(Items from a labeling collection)
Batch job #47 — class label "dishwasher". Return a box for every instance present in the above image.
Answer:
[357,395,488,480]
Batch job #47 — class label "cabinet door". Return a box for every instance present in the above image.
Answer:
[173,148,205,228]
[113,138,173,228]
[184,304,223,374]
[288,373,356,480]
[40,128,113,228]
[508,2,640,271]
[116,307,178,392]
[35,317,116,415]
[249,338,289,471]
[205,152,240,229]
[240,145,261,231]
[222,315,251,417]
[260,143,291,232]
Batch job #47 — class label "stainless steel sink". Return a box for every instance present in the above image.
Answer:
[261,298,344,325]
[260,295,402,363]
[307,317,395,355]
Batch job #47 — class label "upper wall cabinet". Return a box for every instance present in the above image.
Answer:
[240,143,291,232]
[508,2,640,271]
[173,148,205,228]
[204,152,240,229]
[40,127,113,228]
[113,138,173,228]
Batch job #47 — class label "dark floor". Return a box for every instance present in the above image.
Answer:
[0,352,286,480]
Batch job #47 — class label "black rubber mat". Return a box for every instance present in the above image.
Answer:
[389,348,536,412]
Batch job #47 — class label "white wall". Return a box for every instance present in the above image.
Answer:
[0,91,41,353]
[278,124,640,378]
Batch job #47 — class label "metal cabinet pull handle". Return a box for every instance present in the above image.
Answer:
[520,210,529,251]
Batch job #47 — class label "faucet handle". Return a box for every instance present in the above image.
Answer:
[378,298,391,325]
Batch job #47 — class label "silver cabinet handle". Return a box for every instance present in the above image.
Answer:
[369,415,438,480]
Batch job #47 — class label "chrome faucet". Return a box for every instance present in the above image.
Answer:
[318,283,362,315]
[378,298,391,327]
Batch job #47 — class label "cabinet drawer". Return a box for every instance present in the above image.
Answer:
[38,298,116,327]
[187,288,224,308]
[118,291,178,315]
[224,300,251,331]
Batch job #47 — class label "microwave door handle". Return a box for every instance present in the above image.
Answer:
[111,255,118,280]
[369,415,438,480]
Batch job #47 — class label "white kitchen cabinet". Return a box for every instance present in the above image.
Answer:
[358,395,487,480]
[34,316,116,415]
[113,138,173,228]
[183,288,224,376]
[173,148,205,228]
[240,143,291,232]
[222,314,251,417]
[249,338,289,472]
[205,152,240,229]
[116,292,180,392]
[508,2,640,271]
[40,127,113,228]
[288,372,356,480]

| To be done |
Show each line of the material above that contains the word "door", copying those lines in full.

| Completed task |
Batch job #47 — class label "cabinet door". Return a box for every instance present in the above image.
Batch job #47 — class label "microwave door handle". Return a box for every instance present in the above image.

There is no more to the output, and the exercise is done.